* [Given entries]:
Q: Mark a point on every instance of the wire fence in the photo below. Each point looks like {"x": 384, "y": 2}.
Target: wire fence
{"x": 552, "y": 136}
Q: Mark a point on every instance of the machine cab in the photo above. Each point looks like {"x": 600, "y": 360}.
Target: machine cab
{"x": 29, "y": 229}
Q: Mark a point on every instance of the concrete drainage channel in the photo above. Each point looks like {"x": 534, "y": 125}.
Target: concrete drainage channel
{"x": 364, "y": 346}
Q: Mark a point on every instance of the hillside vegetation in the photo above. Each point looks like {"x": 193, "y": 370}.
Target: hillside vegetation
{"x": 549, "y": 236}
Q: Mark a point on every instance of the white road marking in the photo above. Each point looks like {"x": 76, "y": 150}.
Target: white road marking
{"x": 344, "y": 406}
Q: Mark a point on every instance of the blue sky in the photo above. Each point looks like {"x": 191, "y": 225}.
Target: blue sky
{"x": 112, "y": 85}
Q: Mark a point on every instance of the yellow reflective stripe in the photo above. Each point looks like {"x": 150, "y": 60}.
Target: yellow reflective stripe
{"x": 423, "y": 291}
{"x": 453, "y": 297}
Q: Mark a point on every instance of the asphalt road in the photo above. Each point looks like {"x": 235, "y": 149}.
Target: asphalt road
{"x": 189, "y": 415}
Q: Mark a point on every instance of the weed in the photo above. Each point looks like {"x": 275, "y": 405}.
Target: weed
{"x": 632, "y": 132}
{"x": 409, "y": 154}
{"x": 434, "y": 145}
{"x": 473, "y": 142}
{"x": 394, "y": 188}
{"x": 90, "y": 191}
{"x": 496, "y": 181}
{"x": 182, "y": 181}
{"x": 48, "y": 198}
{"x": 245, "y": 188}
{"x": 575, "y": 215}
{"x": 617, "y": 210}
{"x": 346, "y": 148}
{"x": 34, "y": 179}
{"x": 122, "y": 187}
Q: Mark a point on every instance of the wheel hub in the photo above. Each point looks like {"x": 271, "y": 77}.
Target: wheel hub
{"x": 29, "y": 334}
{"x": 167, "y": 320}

* [Task to carry out]:
Write out the lines above, starting at the line that contains "Q: Mark a point on every instance of the white" and ending with the final line, and nothing else; copy them exactly.

* [Complete answer]:
Q: Mark a point on every instance of the white road marking in the photo above. Each point looks like {"x": 76, "y": 150}.
Target: white road marking
{"x": 344, "y": 406}
Q: Mark a point on every instance of the blue sky in the photo above. Each point looks like {"x": 191, "y": 225}.
Target: blue sky
{"x": 112, "y": 85}
Q: Mark a point on every instance of the yellow reflective stripe in the photo above. Each point looks like {"x": 150, "y": 60}.
Target: yellow reflective stripe
{"x": 423, "y": 291}
{"x": 453, "y": 297}
Q: Mark a point on every instance of the asphalt road in the photo above. Each point looks like {"x": 235, "y": 149}.
Target: asphalt road
{"x": 189, "y": 415}
Q: Mark a point on every instance of the weed in the photo above. Each point looks like {"x": 275, "y": 405}.
Target: weed
{"x": 632, "y": 132}
{"x": 409, "y": 154}
{"x": 434, "y": 145}
{"x": 473, "y": 142}
{"x": 394, "y": 188}
{"x": 90, "y": 191}
{"x": 496, "y": 181}
{"x": 182, "y": 181}
{"x": 48, "y": 198}
{"x": 245, "y": 188}
{"x": 575, "y": 215}
{"x": 617, "y": 210}
{"x": 346, "y": 148}
{"x": 34, "y": 179}
{"x": 122, "y": 187}
Q: Mark a point on every instance of the wheel hub in the photo above. Each point looks like {"x": 271, "y": 77}.
Target: wheel hub
{"x": 29, "y": 334}
{"x": 167, "y": 320}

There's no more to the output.